# TASK GOAL
Output the line containing "of the forehead." and all subsequent lines of the listing below, copied exactly, with no other lines.

# PROVIDED RECORDS
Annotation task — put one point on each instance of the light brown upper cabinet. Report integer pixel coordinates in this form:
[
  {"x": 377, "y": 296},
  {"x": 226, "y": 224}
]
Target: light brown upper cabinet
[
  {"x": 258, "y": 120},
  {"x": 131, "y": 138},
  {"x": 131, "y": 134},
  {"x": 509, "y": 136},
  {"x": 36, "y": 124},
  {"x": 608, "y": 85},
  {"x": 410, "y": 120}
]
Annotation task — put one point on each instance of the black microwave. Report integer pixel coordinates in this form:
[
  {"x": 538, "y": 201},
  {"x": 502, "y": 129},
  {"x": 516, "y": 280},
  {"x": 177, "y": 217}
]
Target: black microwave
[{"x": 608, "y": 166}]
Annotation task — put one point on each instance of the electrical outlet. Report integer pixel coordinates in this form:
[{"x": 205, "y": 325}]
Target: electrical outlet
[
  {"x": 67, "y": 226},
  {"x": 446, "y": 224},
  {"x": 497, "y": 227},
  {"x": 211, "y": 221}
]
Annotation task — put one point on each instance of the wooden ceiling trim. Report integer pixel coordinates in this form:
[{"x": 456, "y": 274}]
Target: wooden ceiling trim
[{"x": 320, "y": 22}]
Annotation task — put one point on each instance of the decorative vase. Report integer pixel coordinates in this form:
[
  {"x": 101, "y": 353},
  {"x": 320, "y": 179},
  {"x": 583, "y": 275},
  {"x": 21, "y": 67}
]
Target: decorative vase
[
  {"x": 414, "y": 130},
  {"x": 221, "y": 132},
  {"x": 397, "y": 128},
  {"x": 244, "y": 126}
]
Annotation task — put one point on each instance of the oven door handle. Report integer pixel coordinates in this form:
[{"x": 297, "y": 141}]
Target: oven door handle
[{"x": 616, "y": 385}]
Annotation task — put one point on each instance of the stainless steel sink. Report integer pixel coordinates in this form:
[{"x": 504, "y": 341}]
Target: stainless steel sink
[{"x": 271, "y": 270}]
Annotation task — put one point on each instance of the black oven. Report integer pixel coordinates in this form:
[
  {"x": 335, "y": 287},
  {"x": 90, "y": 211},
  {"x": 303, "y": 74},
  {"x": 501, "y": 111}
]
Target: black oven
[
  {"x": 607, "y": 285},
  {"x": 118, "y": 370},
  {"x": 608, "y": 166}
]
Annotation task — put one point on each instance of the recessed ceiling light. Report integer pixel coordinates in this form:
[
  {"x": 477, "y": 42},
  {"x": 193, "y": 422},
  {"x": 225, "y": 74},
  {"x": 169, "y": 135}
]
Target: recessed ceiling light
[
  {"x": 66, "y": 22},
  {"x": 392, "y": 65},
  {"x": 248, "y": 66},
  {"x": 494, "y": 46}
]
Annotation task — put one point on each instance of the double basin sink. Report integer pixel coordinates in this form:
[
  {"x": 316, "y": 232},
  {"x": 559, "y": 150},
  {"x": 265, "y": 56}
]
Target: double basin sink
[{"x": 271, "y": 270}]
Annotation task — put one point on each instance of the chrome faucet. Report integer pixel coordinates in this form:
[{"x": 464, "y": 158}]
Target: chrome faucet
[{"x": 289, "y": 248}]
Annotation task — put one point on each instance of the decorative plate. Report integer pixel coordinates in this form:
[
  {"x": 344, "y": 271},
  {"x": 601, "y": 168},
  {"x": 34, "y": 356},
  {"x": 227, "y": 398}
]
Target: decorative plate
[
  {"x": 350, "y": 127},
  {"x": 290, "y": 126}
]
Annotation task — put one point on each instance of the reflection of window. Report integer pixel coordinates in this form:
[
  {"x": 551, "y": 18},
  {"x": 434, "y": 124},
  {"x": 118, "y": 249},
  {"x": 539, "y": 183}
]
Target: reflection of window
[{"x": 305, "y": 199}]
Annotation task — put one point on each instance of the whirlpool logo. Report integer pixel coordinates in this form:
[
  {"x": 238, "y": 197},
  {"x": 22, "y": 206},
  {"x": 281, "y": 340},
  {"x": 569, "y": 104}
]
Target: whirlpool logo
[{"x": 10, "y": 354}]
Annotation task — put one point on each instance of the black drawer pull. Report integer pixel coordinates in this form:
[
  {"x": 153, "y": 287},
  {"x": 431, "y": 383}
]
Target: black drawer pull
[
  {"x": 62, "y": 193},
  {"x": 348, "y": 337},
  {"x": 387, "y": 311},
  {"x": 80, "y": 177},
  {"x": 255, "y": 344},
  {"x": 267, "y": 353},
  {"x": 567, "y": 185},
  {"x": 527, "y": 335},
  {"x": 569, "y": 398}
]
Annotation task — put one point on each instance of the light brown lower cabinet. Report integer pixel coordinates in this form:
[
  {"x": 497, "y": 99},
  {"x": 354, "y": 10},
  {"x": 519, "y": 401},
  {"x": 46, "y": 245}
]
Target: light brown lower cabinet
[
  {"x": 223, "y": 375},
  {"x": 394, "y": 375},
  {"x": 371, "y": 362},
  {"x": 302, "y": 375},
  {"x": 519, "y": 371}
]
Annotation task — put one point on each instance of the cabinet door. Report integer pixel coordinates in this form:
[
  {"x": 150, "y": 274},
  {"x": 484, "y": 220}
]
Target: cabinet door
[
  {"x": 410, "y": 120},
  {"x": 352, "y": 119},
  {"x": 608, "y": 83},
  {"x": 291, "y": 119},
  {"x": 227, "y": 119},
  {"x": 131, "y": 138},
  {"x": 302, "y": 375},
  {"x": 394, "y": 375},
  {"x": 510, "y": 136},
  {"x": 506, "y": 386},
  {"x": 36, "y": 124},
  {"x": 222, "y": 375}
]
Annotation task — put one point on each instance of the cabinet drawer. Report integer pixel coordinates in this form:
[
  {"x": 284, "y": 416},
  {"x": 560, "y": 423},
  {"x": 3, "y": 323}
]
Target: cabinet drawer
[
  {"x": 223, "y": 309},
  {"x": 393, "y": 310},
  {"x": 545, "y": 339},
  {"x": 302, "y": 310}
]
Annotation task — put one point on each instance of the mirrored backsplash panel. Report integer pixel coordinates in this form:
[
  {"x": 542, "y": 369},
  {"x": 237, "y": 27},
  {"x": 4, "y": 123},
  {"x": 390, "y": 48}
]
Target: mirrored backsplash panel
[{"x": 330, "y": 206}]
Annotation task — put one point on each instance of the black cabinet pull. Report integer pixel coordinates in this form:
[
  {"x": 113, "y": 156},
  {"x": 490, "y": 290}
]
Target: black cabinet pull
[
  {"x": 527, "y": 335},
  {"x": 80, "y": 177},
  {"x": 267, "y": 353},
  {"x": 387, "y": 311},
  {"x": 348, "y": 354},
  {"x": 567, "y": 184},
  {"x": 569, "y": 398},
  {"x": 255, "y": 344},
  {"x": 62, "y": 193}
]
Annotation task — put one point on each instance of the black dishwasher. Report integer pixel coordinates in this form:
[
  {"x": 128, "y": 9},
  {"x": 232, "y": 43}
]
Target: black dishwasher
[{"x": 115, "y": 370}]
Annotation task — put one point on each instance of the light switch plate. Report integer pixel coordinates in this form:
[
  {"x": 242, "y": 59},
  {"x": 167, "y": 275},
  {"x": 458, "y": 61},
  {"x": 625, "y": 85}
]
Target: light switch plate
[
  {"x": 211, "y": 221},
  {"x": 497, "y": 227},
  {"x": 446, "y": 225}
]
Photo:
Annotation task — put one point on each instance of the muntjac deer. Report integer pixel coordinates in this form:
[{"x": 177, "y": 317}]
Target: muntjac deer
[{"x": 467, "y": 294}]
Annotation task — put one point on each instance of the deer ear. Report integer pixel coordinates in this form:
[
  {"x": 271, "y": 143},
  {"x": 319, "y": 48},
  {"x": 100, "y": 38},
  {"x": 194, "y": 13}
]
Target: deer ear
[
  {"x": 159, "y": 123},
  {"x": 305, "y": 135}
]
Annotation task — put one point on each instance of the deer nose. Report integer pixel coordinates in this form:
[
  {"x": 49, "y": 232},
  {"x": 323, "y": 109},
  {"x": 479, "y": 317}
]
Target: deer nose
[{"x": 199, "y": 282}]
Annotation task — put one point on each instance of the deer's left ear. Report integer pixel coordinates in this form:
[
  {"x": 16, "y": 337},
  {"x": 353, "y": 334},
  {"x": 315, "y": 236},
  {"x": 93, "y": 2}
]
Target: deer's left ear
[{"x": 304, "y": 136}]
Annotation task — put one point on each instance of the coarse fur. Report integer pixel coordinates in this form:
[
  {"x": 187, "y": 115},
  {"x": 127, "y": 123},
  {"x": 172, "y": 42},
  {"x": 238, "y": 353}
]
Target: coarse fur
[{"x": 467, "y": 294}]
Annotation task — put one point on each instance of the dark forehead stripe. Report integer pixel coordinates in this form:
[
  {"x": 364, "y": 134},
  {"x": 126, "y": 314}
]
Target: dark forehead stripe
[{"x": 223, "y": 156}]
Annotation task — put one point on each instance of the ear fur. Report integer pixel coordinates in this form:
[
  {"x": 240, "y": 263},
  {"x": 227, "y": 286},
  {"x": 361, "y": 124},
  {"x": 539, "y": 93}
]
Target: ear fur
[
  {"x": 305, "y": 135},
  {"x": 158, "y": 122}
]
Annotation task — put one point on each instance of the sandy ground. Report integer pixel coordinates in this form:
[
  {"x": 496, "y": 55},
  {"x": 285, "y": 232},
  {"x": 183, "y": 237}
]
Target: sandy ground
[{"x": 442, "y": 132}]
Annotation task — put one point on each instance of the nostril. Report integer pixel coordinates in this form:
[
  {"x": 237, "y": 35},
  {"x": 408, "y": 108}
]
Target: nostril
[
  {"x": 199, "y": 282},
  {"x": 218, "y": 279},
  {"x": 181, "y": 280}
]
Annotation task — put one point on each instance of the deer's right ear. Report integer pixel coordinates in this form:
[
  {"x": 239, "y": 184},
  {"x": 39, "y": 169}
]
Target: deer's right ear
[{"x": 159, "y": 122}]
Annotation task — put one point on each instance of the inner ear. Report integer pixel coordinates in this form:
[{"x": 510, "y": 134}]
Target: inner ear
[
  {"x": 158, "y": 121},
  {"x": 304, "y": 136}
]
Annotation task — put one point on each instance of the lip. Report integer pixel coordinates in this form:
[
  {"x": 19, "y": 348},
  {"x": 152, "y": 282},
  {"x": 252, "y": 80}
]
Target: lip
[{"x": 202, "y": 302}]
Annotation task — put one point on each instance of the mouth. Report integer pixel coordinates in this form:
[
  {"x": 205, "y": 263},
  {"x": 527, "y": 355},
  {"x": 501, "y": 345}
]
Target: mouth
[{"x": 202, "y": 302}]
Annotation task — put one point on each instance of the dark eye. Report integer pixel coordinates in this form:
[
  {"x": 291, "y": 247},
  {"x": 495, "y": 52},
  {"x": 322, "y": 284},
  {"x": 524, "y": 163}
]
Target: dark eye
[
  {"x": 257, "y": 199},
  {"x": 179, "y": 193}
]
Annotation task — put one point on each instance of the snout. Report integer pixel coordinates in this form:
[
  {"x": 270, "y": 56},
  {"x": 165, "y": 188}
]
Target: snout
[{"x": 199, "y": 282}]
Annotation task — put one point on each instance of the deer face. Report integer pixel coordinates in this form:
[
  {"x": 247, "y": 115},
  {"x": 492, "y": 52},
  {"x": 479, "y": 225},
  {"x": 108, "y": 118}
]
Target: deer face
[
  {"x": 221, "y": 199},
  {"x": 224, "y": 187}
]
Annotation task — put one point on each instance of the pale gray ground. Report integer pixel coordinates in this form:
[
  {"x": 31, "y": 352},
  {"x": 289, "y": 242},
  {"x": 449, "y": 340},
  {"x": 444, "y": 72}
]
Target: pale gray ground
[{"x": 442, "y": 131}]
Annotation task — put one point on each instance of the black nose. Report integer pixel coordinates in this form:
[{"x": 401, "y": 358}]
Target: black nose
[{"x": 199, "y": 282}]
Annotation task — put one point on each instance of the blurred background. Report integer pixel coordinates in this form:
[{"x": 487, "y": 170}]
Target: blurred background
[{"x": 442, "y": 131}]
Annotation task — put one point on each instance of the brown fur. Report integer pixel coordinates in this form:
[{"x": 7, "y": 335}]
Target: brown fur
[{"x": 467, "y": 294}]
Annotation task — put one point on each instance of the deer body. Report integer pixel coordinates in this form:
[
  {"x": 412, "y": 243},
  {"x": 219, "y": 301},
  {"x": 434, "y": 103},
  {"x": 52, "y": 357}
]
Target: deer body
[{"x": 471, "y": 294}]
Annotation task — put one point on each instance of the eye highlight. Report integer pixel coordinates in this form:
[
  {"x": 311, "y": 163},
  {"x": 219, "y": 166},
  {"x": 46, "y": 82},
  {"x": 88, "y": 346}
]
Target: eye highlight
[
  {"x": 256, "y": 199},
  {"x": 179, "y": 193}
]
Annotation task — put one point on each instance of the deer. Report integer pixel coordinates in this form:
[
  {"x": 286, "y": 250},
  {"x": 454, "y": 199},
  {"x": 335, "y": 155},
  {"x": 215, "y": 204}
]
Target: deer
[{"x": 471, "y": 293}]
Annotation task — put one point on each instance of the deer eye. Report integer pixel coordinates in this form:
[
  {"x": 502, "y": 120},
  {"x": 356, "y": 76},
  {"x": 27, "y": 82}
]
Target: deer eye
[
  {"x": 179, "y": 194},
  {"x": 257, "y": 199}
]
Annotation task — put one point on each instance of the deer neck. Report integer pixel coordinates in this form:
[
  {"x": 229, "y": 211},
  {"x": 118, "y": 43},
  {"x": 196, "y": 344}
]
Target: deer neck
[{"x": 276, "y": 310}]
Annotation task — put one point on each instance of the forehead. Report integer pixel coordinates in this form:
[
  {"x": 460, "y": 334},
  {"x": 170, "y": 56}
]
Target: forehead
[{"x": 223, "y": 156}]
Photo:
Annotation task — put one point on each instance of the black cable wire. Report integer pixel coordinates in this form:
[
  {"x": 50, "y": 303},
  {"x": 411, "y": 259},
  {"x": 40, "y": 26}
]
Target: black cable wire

# REPLY TO THE EXERCISE
Annotation task — put one point on each instance of the forehead. Report integer pixel coordinates in this form:
[
  {"x": 460, "y": 334},
  {"x": 170, "y": 56}
]
Target: forehead
[{"x": 223, "y": 156}]
Photo:
Annotation task — put one point on each instance of the black cable wire. Report integer pixel coordinates in this form:
[
  {"x": 50, "y": 303},
  {"x": 411, "y": 259},
  {"x": 40, "y": 26}
]
Target: black cable wire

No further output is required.